• _What the exercise asks_:
Update the mock server text from "The mock server" to "are evaluated first." by changing "highest-priority" to "most important", and give that part.

• _Text section_:

::::::::::

You can combine conditions in a few ways

  • Across Different Request Parts: Define multiple conditions involving the URL path, HTTP headers, and JSON body within a single rule. All specified conditions must be met for the rule to trigger.
  • Multiple Conditions within Headers: Specify multiple header key-value pairs that all must be present and match.
  • Multiple Conditions within Body JSON: Define multiple JSONPath conditions within the request body that all must match.

Combining conditions gives you tighter control over when a mock response is returned, enabling you to simulate complex API behaviors with precision.

Example

Here's an example where we combine a URL path with two HTTP headers and a body JSON Path as conditions:

# rule No.1 (priority)
[[rules]]
[rules.when.request]
url_path = "/api/check"
[rules.when.request.headers]
User = { value = "user1" }
X-Request-Id = { value = "abc123" }
[rules.when.request.body.json]
"a.b.c" = { value = "d" }

[rules.respond]
# Make sure to create `strictly-matched.json` in a JSON format!
file_path = "strictly-matched.json"

# rule No.2
[[rules]]
when.request.url_path = "/api/check"
when.request.headers.User = { value = "user1" }

[rules.respond]
text = "matched"

Important Note on Rule Order

The mock server uses a first-match strategy. This means it checks your rules from top to bottom in your apimock-rule-set.toml file. The first rule that completely matches an incoming request will be applied, and no further rules will be checked. Therefore, place your most specific or highest-priority rules at the top of the file to ensure they are evaluated first.

::::::::::

Labeled-object pointing records
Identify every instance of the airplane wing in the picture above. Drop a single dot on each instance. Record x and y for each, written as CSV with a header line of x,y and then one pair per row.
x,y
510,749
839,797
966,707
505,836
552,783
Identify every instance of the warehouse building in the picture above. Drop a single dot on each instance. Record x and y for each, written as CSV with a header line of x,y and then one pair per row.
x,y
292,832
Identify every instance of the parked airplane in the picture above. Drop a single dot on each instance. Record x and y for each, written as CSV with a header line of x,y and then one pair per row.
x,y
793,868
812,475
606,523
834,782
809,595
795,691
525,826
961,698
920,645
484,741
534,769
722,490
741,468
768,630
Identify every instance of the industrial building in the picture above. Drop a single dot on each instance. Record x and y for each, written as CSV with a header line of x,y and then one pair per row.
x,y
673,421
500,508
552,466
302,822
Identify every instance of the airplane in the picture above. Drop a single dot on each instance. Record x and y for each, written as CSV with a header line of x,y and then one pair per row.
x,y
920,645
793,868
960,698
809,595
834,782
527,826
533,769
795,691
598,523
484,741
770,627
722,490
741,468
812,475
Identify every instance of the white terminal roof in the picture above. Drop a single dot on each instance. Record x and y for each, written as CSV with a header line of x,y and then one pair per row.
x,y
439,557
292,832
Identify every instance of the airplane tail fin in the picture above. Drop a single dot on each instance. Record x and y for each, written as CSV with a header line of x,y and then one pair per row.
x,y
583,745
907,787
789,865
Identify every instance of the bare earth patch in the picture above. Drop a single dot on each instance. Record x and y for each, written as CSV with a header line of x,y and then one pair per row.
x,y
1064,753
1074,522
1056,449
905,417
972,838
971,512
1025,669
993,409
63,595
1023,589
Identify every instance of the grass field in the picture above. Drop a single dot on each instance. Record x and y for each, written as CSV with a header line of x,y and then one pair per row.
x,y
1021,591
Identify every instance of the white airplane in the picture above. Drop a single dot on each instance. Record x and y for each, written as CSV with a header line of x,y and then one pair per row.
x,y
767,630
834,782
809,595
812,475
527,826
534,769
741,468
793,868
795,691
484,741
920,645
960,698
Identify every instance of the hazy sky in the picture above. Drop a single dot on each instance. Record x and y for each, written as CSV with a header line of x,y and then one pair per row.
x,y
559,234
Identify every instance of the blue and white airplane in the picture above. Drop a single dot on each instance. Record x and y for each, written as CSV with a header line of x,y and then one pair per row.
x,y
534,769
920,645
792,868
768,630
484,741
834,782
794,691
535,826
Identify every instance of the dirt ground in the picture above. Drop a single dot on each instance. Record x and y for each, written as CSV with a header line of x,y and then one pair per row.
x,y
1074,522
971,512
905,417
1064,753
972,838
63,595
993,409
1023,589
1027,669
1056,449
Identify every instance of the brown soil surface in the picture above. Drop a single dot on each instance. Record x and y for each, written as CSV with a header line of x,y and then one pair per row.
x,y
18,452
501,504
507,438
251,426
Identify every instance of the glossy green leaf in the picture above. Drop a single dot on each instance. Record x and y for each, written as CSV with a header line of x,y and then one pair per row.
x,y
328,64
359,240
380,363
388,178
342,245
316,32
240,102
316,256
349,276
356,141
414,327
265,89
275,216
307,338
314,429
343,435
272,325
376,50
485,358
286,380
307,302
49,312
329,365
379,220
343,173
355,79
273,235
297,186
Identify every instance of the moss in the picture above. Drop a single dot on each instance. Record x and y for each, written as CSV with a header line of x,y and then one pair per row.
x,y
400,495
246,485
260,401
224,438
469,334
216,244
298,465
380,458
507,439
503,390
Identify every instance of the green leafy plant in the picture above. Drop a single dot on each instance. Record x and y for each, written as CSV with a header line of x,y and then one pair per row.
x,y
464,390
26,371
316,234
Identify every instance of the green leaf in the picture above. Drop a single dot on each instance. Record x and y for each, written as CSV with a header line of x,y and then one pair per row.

::::::::::

• _Exercise output_:
The mock server uses a first-match strategy. This means it checks your rules from top to bottom in your apimock-rule-set.toml file. The first rule that completely matches an incoming request will be applied, and no further rules will be checked. Therefore, place your most specific or most important rules at the top of the file to ensure they are evaluated first.